_Problem to work on:_ Every record must be repeated exactly; omit any pictures they contain.

_Data lines:_
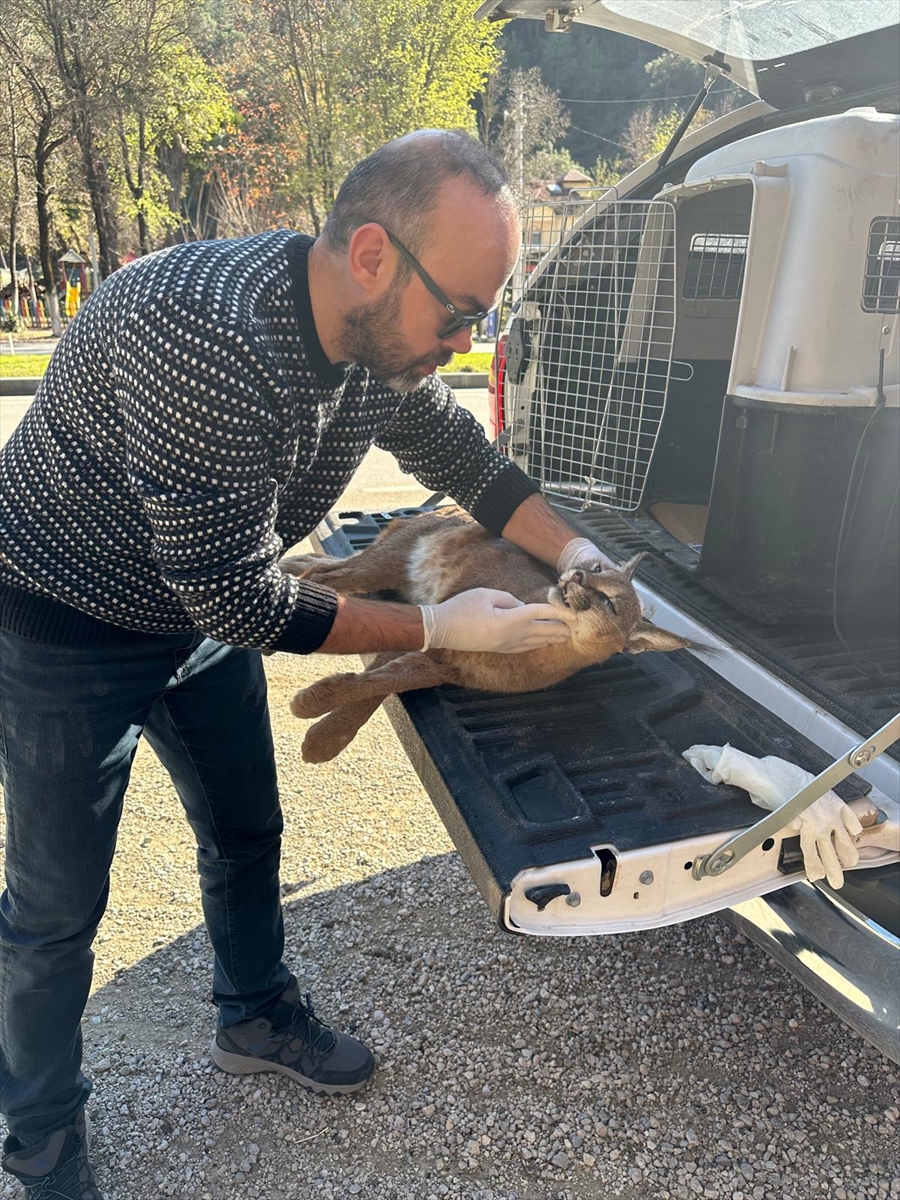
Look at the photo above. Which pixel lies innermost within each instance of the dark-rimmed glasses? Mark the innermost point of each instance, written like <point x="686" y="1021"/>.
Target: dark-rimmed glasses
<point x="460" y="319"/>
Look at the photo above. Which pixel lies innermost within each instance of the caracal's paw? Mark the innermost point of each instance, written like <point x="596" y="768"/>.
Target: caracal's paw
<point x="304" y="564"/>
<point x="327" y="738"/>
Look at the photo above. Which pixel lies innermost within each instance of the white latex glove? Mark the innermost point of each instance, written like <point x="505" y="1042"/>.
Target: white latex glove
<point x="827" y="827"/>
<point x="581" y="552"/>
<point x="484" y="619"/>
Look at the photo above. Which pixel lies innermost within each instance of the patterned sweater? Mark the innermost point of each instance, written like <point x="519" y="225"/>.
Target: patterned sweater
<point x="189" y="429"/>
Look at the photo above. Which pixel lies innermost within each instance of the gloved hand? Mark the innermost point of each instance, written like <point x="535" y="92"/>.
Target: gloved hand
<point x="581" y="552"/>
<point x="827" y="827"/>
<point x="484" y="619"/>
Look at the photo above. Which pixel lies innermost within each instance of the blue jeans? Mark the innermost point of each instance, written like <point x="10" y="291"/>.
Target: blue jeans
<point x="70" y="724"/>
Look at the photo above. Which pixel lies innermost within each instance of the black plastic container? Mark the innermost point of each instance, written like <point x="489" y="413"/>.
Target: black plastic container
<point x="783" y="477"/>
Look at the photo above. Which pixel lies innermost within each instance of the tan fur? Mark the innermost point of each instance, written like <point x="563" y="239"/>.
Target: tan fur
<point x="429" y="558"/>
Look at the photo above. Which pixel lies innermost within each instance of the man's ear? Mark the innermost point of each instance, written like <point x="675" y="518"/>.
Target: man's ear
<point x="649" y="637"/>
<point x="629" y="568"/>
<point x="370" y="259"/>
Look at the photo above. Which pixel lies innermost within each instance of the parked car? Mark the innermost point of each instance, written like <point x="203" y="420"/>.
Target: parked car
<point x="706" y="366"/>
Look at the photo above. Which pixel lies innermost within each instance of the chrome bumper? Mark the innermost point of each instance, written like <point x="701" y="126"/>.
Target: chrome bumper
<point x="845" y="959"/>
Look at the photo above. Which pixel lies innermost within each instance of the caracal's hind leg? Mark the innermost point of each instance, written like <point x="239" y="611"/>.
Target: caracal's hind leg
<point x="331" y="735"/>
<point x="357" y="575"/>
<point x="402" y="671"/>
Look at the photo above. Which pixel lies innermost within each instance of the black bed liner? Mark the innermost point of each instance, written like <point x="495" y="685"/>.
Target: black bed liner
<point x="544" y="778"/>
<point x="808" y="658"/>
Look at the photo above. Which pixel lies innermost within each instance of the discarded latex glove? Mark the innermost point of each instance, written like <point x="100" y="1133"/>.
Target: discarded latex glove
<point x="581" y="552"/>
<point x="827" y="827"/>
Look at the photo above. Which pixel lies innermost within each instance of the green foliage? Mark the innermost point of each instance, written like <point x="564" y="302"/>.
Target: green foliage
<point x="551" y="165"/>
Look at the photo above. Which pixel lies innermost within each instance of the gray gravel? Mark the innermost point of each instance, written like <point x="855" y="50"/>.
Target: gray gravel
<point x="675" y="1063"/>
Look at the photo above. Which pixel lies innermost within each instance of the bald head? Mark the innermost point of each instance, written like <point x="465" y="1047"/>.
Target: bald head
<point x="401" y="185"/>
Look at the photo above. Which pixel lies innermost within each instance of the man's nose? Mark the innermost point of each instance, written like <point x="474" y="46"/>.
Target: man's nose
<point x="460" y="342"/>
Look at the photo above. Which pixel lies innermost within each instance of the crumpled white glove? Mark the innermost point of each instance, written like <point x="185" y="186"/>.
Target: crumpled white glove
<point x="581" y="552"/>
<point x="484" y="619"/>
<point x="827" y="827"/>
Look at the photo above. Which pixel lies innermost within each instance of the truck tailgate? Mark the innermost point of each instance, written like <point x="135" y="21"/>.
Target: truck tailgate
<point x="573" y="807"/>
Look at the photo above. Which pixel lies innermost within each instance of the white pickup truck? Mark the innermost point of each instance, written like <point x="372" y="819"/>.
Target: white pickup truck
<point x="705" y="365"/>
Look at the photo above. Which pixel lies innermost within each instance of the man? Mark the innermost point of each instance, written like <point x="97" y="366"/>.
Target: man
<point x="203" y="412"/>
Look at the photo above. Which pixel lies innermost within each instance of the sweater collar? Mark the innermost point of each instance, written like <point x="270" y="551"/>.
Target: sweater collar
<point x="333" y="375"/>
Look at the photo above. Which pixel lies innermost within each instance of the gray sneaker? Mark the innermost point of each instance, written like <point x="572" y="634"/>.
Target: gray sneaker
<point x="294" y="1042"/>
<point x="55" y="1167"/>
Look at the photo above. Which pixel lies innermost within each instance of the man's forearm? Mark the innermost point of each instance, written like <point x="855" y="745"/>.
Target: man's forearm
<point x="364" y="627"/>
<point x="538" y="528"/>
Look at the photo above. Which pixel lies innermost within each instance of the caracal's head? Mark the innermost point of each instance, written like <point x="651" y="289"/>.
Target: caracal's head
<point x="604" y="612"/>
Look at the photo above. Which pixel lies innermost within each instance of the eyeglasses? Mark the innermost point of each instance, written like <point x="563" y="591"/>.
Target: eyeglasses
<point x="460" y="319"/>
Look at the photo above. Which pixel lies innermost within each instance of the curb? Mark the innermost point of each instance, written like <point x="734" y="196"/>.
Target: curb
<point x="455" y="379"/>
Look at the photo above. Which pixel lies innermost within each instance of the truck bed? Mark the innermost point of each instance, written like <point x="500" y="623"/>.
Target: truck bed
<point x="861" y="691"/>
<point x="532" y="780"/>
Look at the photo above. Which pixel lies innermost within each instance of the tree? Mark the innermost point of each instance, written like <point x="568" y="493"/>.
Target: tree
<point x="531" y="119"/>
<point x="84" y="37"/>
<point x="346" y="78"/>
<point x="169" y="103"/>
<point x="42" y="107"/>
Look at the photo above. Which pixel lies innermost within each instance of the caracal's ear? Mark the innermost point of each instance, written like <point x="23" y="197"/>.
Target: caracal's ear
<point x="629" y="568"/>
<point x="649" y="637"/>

_Solution for this problem:_
Look at the photo above. Which pixel lies innermost within each instance of the dark-rimmed glasses? Mark the innermost point of each instance, written like <point x="686" y="1021"/>.
Target: dark-rimmed glasses
<point x="460" y="319"/>
Look at the photo above. Which pixel lies innermost within each instance of the caracal's paw? Mark the innermost point of each instance, written like <point x="596" y="768"/>.
Target: caracal's paw
<point x="304" y="564"/>
<point x="327" y="738"/>
Look at the photo above. Which pixel lies innermost within each instance of the white latex glove? Mark the innermost point of each instance, written like <point x="505" y="1042"/>.
Target: white latex glove
<point x="827" y="827"/>
<point x="581" y="552"/>
<point x="484" y="619"/>
Look at the photo above. Which pixel lies innermost within each instance of the patterned sweater? Mark the innermost point of each instance, written like <point x="519" y="225"/>.
Target: patterned sweater
<point x="189" y="429"/>
Look at the photo above. Which pixel lies innermost within each instance of the gloved hand? Mark the innermost point of each instance, written like <point x="535" y="92"/>.
Target: gloved hand
<point x="581" y="552"/>
<point x="827" y="827"/>
<point x="484" y="619"/>
Look at the photo above. Which pixel lies innermost within each instance of the blue jeans? Mark the innermost point of each instance, written like <point x="10" y="291"/>.
Target: blue jeans
<point x="70" y="724"/>
Look at the photo above. Which pixel lies innermost within each instance of the black plastic container? Mark the innermost point of each instance, written like <point x="489" y="413"/>.
Target: black plastic container
<point x="783" y="477"/>
Look at the photo above. Which pixel lies innermost within each instance of the tan fur? Mark the innermost point of each instance, written like <point x="563" y="239"/>.
Target: tan fur
<point x="429" y="558"/>
Look at the photo above. Which pixel lies innermost within each instance of the man's ear? Mark the innermost point of each instance, written like <point x="675" y="518"/>.
Target: man's ear
<point x="649" y="637"/>
<point x="629" y="568"/>
<point x="370" y="259"/>
Look at the photo above. Which pixel lies innermost within each instance of the parked car? Mark the innermost point of each instance, written like <point x="203" y="420"/>.
Target: parked car
<point x="706" y="366"/>
Look at the photo above. Which pixel lies innermost within each instance of the chrome bumper? Mark the innermost point of each instance, written like <point x="701" y="126"/>.
Target: chrome bumper
<point x="845" y="959"/>
Look at the photo above. Which pixel lies innermost within each instance of the caracal's hind leg? Mark the innermost point of each instance, written like <point x="239" y="611"/>.
Target: caracal's hind leg
<point x="331" y="735"/>
<point x="357" y="575"/>
<point x="402" y="671"/>
Look at the photo above. Which pixel lies innermost within each instance of the black bed liner? Mark the innermost point of each instance, written like <point x="495" y="685"/>.
Target: black bed liner
<point x="544" y="778"/>
<point x="808" y="658"/>
Look at the photo above. Which pixel lies innermost within each instance of the discarded latex glove? Mark the innermost point of each instance, written like <point x="100" y="1133"/>.
Target: discarded latex glove
<point x="581" y="552"/>
<point x="827" y="827"/>
Look at the photo above. Which pixel lies innermost within each instance of the green foliage? Mark the innermost point of each instance, written like <point x="564" y="302"/>.
Target: green foliage
<point x="551" y="165"/>
Look at the photo above. Which pixel lies innermost within each instance of the gray gravel? Mark the innermost point of each instance, written like <point x="855" y="50"/>.
Target: gray gravel
<point x="675" y="1063"/>
Look at the photo above. Which pixel lies innermost within each instance of the bald head? Mark the innermost point of each instance, written like <point x="465" y="1047"/>.
Target: bald head
<point x="401" y="185"/>
Look at the photo above. Which pixel lies innermost within each instance of the man's nose? Mark the innermost point of each instance, written like <point x="474" y="46"/>.
Target: man's nose
<point x="460" y="342"/>
Look at the photo above. Which pixel lies innermost within each instance of the crumpled white glove? Mark the innermost point of each instance, written like <point x="185" y="186"/>.
Target: crumpled white glove
<point x="581" y="552"/>
<point x="484" y="619"/>
<point x="827" y="827"/>
Look at the photo above. Which pixel lies innermost within each instance of the truck tailgate? Mark the innermost point of each instance, written like <point x="135" y="21"/>.
Target: truck tailgate
<point x="573" y="807"/>
Look at the photo above. Which pixel lies innermost within each instance of the white pickup truck? Mark the innermost point of each instance, written like <point x="372" y="819"/>.
Target: white pickup truck
<point x="705" y="365"/>
Look at the photo above. Which pixel lies innermost within each instance of the man? Mark the innermost point of each instance, written like <point x="97" y="366"/>.
Target: man
<point x="203" y="412"/>
Look at the photo above. Which pixel lies innermost within each instance of the sweater collar? Mark the innermost point of each instance, written like <point x="270" y="551"/>.
Target: sweater collar
<point x="333" y="375"/>
Look at the photo above. Which pixel lies innermost within each instance of the gray sneaker? Mark the innermost point of each instance, written like <point x="572" y="634"/>.
Target: gray sneaker
<point x="294" y="1042"/>
<point x="55" y="1167"/>
Look at the photo above. Which pixel lies innermost within each instance of the man's forearm? Mark the innermost point of each instance, written like <point x="855" y="745"/>.
Target: man's forearm
<point x="364" y="627"/>
<point x="538" y="528"/>
Look at the photo above. Which pixel lies innermost within each instance of the caracal's head? Mark the innermost point of each instance, written like <point x="651" y="289"/>.
Target: caracal's head
<point x="604" y="612"/>
Look at the photo above. Which pixel lies innermost within each instance of the eyeglasses? Mark the innermost point of each instance, written like <point x="563" y="591"/>.
Target: eyeglasses
<point x="460" y="319"/>
Look at the photo above. Which pixel lies innermost within each instance of the curb? Mark the innermost point of each instance, written like <point x="734" y="196"/>.
Target: curb
<point x="455" y="379"/>
Look at the photo above. Which pixel lies innermost within each instance of the truck bed? Mark the innermost point of each instance, written like <point x="500" y="623"/>.
Target: truck bed
<point x="861" y="691"/>
<point x="532" y="780"/>
Look at the photo above. Which pixel lies innermost within each instance of the tree? Mark the innermost point of each instance, written like <point x="568" y="493"/>.
Target: tree
<point x="531" y="119"/>
<point x="84" y="37"/>
<point x="346" y="78"/>
<point x="169" y="103"/>
<point x="42" y="107"/>
Look at the photo above. Which pixel lies innermost within each instance of the caracal's ear? Mark the innermost point of each instance, written like <point x="23" y="197"/>.
Target: caracal's ear
<point x="629" y="568"/>
<point x="649" y="637"/>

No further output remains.